* **THE PROBLEM**: Transcribe the full listing below exactly.

[Stored items from a collection]
┄┄┄┄┄┄
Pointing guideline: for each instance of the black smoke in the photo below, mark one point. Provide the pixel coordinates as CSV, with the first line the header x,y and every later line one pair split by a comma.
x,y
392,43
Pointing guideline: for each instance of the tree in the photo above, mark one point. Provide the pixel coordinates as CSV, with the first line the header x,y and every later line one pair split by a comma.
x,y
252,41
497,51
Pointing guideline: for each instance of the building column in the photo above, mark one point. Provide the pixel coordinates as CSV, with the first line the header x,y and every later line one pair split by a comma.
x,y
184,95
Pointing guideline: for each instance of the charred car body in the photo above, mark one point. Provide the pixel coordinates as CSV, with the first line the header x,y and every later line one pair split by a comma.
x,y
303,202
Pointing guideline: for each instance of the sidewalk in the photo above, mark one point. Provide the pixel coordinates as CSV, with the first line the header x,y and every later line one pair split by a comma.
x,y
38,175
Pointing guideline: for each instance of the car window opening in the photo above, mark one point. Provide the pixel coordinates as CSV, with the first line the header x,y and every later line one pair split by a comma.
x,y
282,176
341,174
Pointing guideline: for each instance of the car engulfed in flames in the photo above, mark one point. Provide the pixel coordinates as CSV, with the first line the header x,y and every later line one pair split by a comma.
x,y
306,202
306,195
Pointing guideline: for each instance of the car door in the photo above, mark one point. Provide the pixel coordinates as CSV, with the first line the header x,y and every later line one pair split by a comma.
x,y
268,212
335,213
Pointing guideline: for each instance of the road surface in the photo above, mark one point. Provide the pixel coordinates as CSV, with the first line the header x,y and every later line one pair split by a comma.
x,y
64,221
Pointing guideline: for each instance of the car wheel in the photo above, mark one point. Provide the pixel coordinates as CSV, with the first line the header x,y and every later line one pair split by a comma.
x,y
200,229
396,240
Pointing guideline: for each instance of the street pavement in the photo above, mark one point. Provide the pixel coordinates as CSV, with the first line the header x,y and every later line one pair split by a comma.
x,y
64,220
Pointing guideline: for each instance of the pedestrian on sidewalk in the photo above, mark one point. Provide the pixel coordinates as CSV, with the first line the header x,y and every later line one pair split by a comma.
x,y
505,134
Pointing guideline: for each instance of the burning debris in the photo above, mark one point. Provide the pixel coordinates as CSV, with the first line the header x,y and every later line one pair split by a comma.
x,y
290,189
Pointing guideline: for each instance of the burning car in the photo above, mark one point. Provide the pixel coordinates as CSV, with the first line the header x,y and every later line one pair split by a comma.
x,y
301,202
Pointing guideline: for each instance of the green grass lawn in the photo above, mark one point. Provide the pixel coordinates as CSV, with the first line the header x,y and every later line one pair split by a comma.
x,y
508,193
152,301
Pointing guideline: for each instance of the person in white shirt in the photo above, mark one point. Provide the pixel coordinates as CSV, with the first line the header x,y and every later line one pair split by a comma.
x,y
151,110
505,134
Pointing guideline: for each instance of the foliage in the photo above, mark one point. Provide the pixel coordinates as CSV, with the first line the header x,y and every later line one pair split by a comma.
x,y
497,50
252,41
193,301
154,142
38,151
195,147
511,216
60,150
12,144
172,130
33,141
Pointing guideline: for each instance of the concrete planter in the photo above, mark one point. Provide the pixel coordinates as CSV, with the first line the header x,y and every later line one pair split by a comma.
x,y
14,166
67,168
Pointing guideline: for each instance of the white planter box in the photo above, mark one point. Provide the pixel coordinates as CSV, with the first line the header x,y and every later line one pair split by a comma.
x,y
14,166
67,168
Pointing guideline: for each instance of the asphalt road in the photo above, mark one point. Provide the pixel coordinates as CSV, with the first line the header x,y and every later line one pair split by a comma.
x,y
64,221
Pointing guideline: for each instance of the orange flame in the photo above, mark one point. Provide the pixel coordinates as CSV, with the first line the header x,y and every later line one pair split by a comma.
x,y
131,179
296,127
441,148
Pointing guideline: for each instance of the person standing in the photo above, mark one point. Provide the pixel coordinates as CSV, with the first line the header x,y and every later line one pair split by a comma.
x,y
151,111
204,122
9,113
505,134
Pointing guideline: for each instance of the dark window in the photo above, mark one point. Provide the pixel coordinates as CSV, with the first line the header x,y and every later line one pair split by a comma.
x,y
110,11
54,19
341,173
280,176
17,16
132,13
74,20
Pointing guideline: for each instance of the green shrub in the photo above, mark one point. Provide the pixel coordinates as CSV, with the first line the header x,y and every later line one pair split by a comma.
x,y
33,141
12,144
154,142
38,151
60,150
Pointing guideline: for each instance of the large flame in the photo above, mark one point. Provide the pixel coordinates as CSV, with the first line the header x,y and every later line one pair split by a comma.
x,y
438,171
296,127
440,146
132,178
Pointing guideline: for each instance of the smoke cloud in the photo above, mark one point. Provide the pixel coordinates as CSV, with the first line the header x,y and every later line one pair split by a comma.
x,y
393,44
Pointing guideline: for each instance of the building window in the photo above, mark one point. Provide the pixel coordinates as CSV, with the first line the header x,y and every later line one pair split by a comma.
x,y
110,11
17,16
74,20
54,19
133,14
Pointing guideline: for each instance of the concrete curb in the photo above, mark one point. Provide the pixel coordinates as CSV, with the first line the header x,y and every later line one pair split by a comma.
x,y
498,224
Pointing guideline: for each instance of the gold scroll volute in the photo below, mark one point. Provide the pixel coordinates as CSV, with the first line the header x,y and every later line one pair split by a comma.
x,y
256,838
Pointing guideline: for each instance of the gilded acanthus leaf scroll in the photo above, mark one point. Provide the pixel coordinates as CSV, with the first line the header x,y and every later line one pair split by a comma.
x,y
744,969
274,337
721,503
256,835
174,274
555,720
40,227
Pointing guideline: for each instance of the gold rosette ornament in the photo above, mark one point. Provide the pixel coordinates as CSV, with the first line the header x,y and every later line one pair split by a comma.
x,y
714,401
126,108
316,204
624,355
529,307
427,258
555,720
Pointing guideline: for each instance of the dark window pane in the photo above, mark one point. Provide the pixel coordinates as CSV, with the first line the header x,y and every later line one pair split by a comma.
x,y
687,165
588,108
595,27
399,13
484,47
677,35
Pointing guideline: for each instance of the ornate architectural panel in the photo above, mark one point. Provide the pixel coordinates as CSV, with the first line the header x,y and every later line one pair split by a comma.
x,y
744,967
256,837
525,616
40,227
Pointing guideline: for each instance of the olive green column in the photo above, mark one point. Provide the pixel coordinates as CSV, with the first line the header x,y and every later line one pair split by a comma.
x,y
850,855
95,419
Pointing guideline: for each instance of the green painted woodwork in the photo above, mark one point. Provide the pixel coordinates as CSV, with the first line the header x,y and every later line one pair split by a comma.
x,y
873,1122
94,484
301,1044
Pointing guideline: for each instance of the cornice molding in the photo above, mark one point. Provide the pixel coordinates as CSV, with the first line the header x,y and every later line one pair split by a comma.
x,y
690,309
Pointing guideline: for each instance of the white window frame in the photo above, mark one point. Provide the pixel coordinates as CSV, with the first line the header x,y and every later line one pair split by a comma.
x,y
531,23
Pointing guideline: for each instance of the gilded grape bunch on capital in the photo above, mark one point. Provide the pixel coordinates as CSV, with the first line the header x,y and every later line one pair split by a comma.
┄┄┄┄┄┄
* **COMPLETE ANSWER**:
Pointing guideline: for each instance of the black smoke in the photo below, mark one point. Provide the pixel coordinates as CSV, with the first line the header x,y and every later line one pair split by a comma.
x,y
392,43
Pointing guideline: for each instance of the tree in the photo above, mark one point. Provide the pixel coordinates as CSV, with the first line the header x,y and every later line one pair split by a comma.
x,y
252,41
497,51
Pointing guideline: for each instance of the building column in the photo above, mark one point. Provide the pixel coordinates as CSV, with the first line the header x,y and every later line one pair split by a comma.
x,y
184,95
Pointing guideline: for each instance of the charred car body in the photo above, mark one point. Provide the pixel coordinates as CSV, with the first line the header x,y and every later line one pair split by a comma.
x,y
303,202
Pointing guideline: for each instance of the sidewalk in the photo above, mark one point. Provide the pixel coordinates as CSV, with the first line the header x,y and every later line one pair split by a comma.
x,y
38,175
Pointing guideline: for each instance of the car window opening in the photo above, mark one point. Provide the pixel coordinates as CSV, with the first line the header x,y and every later line one pair split by a comma.
x,y
282,176
341,174
Pointing guideline: for each instance of the car engulfed in flames in the photo above, mark one point. Provide the pixel coordinates as CSV, with the first line the header x,y and every later line one pair split by a comma.
x,y
306,202
306,195
Pointing guideline: for each instance of the car door in the photo above, mark one point. Provide the pixel coordinates as CSV, with the first line the header x,y and every later line one pair split by a comma.
x,y
268,212
335,213
Pointing guideline: for each instance of the road surface in the photo above, mark one point. Provide the pixel coordinates as CSV, with the first line the header x,y and every later line one pair split by a comma.
x,y
64,221
Pointing guideline: for each instance of the car wheel in the photo above, mark one point. Provide the pixel coordinates as CSV, with the first line the header x,y and every later line one pair split by a comma.
x,y
200,229
396,240
Pointing guideline: for each instance of the street pavement in the photo above, mark one point. Provide the pixel coordinates as CSV, with the first line the header x,y and every later line one pair split by a comma.
x,y
64,220
Pointing guideline: for each instance of the pedestrian on sidewalk in the photo above, mark one point. Provide the pixel coordinates as CSV, with the first line the header x,y and every later line one pair split by a comma.
x,y
505,134
Pointing guideline: for each instance of the burning debris in the photo above, mark one point. Provide the pixel coordinates as CSV, with the first line the header x,y and every later line one pair split by a comma.
x,y
290,189
Pointing guideline: for each instance of the burning car in the photo above, mark one point. Provide the pixel coordinates as CSV, with the first line the header x,y and every later line one pair split by a comma.
x,y
301,202
Pointing guideline: for each instance of the green grass lawn in the photo above, mark one point. Provide the pixel coordinates as CSV, with the first line the header x,y and every later line one pair split by a comma.
x,y
508,193
152,301
Pointing guideline: for each instance of the person in white shirt in the photo above, mark one point. Provide the pixel coordinates as CSV, with the first line the header x,y and every later line one pair split by a comma.
x,y
151,110
505,134
Pointing guideline: for each instance of the foliage in the photo above, mark one point. Provide the pixel coordinates as CSV, with the first line the header x,y and every later line one pair split by a comma.
x,y
497,50
252,41
193,301
154,142
38,151
195,147
511,216
60,150
12,144
172,130
33,141
Pointing guideline: for each instance of the concrete planter in the photo above, mark one point. Provide the pixel coordinates as CSV, with the first line the header x,y and every later line one pair split by a comma.
x,y
14,166
67,168
Pointing guideline: for each instance of the white planter box in the photo above, mark one point. Provide the pixel coordinates as CSV, with the first line the header x,y and every later line one pair split by a comma.
x,y
14,166
67,168
Pointing guideline: for each instance of the asphalt road in the photo above, mark one point. Provide the pixel coordinates as CSV, with the first line the header x,y and every later line one pair split by a comma.
x,y
64,221
Pointing guideline: for each instance of the orange flame in the photo above, mark one point. Provide the pixel coordinates as CSV, with the first line the header x,y and every later line one pair split by a comma.
x,y
131,179
296,127
441,148
Pointing guideline: for each instance of the person standing in the photo above, mark one point. Provide the pixel coordinates as CSV, with the first line the header x,y and every later line one pair split by a comma.
x,y
151,111
204,122
9,113
505,134
Pointing guideline: for each instance of the dark window in the photo above, mark one point. Provide the pixel coordinates as CSV, with the first line the header x,y and every later line one pair split by a comma.
x,y
110,11
54,19
341,173
280,176
17,16
132,13
74,20
Pointing guideline: for each instance of the green shrub in the photo above, mark one point. Provide the pixel coordinates as CSV, with the first line the header x,y and every later line one pair split by a comma.
x,y
33,141
12,144
154,142
38,151
60,150
Pointing guideline: for each instance of the large flame in the photo above, mark one point. Provide the pixel coordinates as CSV, with the first line the header x,y and every later line one pair split by a comma.
x,y
438,171
296,127
440,146
132,178
Pointing guideline: for each instance of the smoke cloud in the photo above, mark one point. Provide the pixel coordinates as CSV, with the first line the header x,y and every later line one pair split by a comma.
x,y
393,44
Pointing guideline: for each instance of the building window in the photo above, mark one point. Provide the pixel coordinates as CSV, with the first line the header x,y and every later line one pair split by a comma.
x,y
110,11
17,16
74,20
54,19
133,14
Pointing guideline: for each instance of the concrete curb in the photo above, mark one point. Provide the pixel coordinates as CSV, with the first line the header x,y and every later line one pair split by a comma.
x,y
498,224
Pointing guideline: for each instance of the gold scroll volute in the photo below, mark one point. Provide the pixel coordinates as CSV, with the first line the header x,y and every later line one pair split by a comma.
x,y
256,838
Pointing guideline: for each instance of the gilded acanthus leaf scroll in the photo above, mark one point. Provide the pixel coordinates as CSV, with the first line the header x,y and every later line one pair split by a comma.
x,y
744,969
274,337
721,503
256,835
174,274
555,720
40,227
Pointing guideline: for each instance of the gold rosette ornament in the photo above, mark one point. Provide the pixel coordinates as CSV, with the first line the header x,y and every later line one pair split by a comma.
x,y
714,401
126,108
316,204
624,355
529,307
427,258
555,720
Pointing guideline: for each instance of the dark window pane in the photo above, mark one point. Provide the pixel coordinates as CSV, with the first line the header x,y and every later line one pair split by a comma.
x,y
687,165
588,108
595,27
399,13
484,47
677,35
Pointing guideline: for each instance of the ornate architectural panel in the photo above, mark one point. Provide the pixel coordinates as CSV, with the first line the header x,y and every later line one pair split by a comma.
x,y
744,967
256,837
525,616
40,227
Pointing guideline: for each instance of the olive green column in the photo above, mark one point. Provide the pixel coordinates as CSV, with the first line the header x,y and every later line one pair split by a comma.
x,y
850,855
95,419
Pointing guideline: for each instance of the green painted woodwork in the photo above, mark one point. Provide the pixel coordinates as CSV, with the first line the header x,y and every later line one pair split by a comma.
x,y
873,1122
94,484
301,1044
Pointing guideline: for each instance of the cornice molding in the photo above, mark one point. Provide the pixel coordinates as CSV, with the first line the header x,y and every later line one pair split by a comma.
x,y
690,309
Pointing guideline: for each instance of the white window frame in the photo above, mark one point. Provide the pixel coordinates as CSV, with the first line the header x,y and every later line one pair split by a comma.
x,y
531,23
Pointing guideline: for each instance of the gilded grape bunch on capital in the photo above, mark one point. Provide the pixel coordinates as CSV, with the first line the header x,y and every later line one pair split by a comma.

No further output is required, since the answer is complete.